-- Records for the exercise follows --

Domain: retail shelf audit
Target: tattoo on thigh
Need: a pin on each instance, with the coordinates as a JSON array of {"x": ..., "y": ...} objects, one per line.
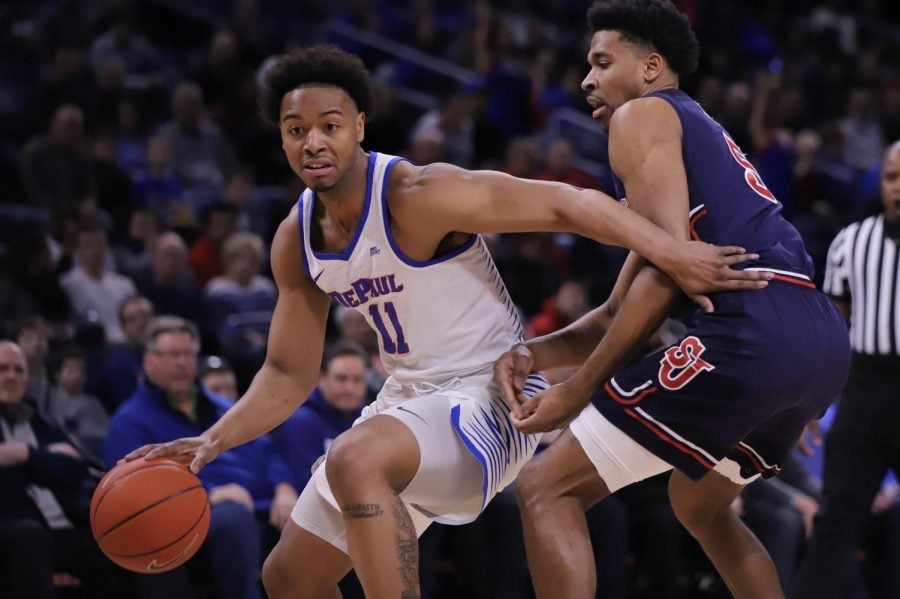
[
  {"x": 362, "y": 510},
  {"x": 407, "y": 552}
]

-- Records for the exercise concluded --

Every entry above is to be set down exactly; the pictures are to be left out.

Domain: retail shelf audit
Target: tattoo on thigh
Need: a pin on each instance, with the coordinates as a JSON array of {"x": ..., "y": ...} objects, one per line.
[
  {"x": 362, "y": 510},
  {"x": 407, "y": 552}
]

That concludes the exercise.